## CHALLENGE
Pull out every line of the material that contains the string "short", treating uppercase and lowercase as different.

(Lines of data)
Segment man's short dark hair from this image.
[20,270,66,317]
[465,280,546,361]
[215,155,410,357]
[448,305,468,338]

## WRITTEN RESPONSE
Segment man's short dark hair from this image.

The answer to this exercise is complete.